→ Excerpted text:
══════════════════════════════
You are viewing a plain text version of this content. The canonical link for it is here.

Posted to dev@kafka.apache.org by Andrii Biletskyi <an...@stealth.ly> on 2015/03/16 16:50:28 UTC

Question about concurrency during Log config change

Hi all,

I was looking through the code related to "dynamic Log config change"
feature and
noticed the way we deal with concurrency there. I have a question about it.

The Log class holds volatile LogConfig property, almost all methods in
Log.scala are
synchronized on private lock object. But the code in TopicConfigManager
(
https://github.com/apache/kafka/blob/7130da90a9ee9e6fb4beb2a2a6ab05c06c9bfac4/core/src/main/scala/kafka/server/TopicConfigManager.scala#L108
)
which "substitutes" Log's logConfig is not synchronized.
══════════════════════════════
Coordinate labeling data
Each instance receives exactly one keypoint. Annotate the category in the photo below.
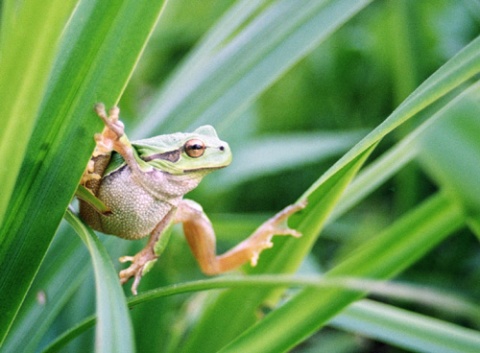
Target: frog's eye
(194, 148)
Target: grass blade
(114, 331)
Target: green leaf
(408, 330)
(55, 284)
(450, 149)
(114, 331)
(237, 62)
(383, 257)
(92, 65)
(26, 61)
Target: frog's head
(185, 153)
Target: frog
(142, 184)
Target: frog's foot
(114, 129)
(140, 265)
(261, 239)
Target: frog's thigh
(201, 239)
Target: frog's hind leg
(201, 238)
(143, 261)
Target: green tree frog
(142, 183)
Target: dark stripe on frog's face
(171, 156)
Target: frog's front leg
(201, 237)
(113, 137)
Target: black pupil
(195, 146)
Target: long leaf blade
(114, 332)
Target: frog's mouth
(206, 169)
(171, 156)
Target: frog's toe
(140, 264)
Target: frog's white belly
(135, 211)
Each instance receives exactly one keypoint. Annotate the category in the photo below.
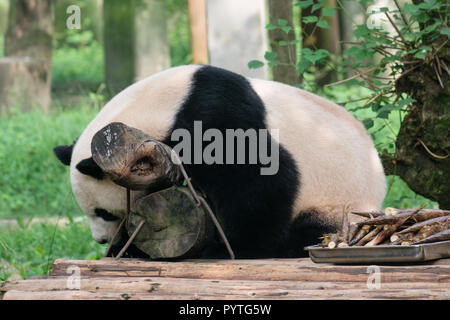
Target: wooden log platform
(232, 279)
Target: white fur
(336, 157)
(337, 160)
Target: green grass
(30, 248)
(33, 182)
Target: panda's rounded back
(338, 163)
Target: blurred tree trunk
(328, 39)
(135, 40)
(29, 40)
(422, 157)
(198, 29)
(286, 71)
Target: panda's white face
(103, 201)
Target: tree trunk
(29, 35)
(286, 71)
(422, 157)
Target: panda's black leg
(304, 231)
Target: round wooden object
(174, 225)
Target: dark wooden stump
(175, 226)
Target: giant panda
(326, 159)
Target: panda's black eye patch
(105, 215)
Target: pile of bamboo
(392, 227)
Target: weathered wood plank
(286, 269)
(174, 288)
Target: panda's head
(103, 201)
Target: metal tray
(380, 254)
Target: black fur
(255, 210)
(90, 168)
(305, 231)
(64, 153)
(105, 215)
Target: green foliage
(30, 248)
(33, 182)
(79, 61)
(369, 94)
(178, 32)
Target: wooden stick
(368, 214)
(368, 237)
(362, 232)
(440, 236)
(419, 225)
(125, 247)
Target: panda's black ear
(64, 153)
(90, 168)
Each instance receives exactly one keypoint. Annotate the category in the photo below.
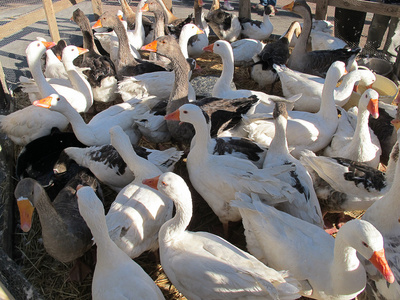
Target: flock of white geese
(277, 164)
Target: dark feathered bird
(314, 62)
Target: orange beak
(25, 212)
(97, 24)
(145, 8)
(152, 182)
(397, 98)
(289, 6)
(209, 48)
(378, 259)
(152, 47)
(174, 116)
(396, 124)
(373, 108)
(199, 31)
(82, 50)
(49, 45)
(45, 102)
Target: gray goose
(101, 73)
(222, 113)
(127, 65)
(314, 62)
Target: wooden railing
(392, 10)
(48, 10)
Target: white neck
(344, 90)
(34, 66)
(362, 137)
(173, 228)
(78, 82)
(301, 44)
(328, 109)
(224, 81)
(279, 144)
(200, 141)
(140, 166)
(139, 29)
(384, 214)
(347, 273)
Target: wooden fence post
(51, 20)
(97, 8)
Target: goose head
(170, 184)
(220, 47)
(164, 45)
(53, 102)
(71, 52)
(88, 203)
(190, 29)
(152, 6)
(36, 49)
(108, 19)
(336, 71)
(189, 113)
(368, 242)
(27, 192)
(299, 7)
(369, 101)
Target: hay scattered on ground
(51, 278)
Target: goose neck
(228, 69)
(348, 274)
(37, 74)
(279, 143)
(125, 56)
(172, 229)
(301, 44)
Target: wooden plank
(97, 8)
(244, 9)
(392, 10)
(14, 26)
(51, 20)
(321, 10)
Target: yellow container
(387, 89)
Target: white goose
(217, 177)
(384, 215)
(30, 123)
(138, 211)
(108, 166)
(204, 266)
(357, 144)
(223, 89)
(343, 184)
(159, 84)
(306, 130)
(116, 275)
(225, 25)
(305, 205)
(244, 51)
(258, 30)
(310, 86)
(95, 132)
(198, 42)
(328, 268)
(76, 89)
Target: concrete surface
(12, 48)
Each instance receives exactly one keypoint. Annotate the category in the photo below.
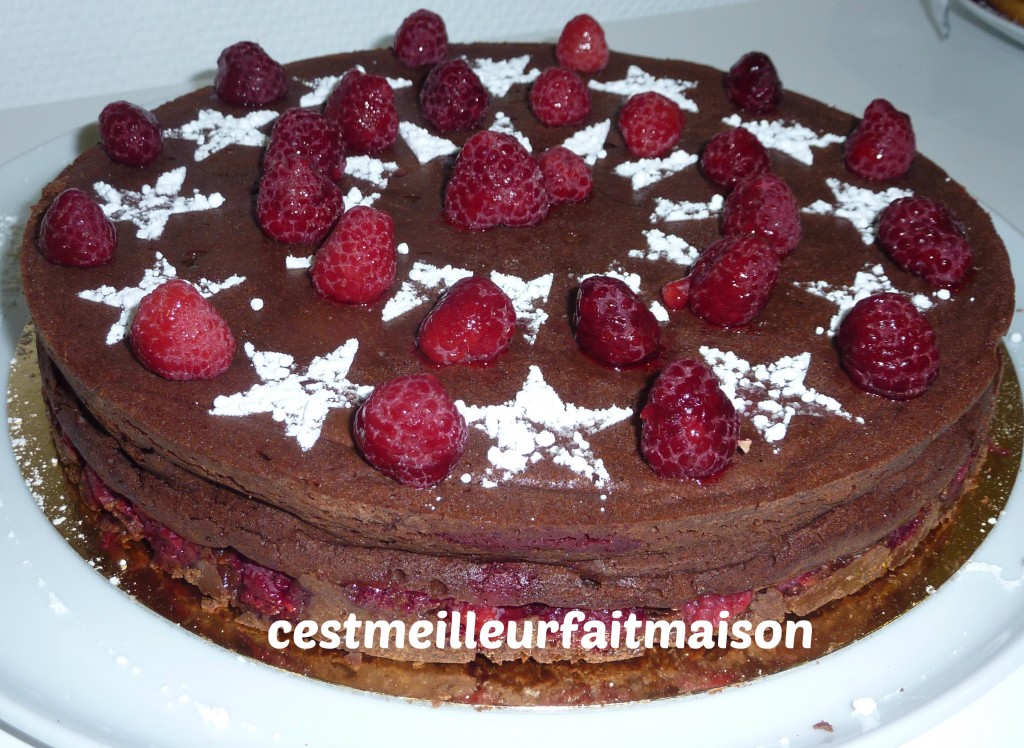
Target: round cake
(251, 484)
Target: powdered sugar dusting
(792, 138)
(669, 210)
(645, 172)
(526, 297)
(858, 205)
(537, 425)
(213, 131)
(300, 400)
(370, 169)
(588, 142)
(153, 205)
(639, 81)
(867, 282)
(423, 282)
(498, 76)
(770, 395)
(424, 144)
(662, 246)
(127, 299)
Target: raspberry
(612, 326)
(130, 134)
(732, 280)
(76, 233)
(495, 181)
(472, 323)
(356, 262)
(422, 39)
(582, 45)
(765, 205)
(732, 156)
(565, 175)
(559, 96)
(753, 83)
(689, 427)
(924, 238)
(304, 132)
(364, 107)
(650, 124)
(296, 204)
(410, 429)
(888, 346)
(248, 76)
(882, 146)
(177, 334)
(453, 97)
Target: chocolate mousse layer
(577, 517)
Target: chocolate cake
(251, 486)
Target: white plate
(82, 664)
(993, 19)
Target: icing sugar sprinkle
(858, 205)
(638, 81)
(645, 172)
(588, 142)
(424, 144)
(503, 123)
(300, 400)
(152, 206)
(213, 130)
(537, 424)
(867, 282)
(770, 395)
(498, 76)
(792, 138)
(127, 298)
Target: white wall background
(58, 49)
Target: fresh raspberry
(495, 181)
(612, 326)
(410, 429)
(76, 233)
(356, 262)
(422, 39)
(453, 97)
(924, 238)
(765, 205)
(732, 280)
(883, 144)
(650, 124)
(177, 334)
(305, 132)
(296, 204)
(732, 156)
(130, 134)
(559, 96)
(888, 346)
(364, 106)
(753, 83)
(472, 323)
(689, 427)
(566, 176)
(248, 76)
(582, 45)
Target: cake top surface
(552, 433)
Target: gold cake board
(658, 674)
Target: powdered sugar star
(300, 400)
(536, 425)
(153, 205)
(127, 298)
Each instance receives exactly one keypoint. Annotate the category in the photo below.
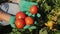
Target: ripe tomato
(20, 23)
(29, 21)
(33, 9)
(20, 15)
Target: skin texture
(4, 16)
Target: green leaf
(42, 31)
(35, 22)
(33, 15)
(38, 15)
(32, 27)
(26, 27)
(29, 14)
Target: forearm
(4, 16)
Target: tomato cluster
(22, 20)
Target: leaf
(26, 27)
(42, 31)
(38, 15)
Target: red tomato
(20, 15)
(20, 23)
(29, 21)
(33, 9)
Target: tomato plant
══════════════════════════════
→ Task instructions:
1. Answer these questions about the mailing list post:
(a) On what date was the mailing list post sent, and to which address?
(b) Which feature's code was the author looking through?
(c) What property does the Log class hold?
2. Rewrite the mailing list post from "feature and" up to and including "is not synchronized.", changing "private lock object" to "internal mutex".
3. Turn the paragraph of the mailing list post beginning "The Log class holds volatile LogConfig property" into a short bulleted list that keeps its main facts.

→ Solutions by task:
1.
(a) 2015/03/16, to dev@kafka.apache.org.
(b) The "dynamic Log config change" feature.
(c) A volatile LogConfig property.

2.
feature and
noticed the way we deal with concurrency there. I have a question about it.

The Log class holds volatile LogConfig property, almost all methods in
Log.scala are
synchronized on internal mutex. But the code in TopicConfigManager
(
https://github.com/apache/kafka/blob/7130da90a9ee9e6fb4beb2a2a6ab05c06c9bfac4/core/src/main/scala/kafka/server/TopicConfigManager.scala#L108
)
which "substitutes" Log's logConfig is not synchronized.

3.
- The Log class holds a volatile LogConfig property.
- Almost all methods in Log.scala are synchronized on a private lock object.
- The TopicConfigManager code that "substitutes" Log's logConfig is not synchronized.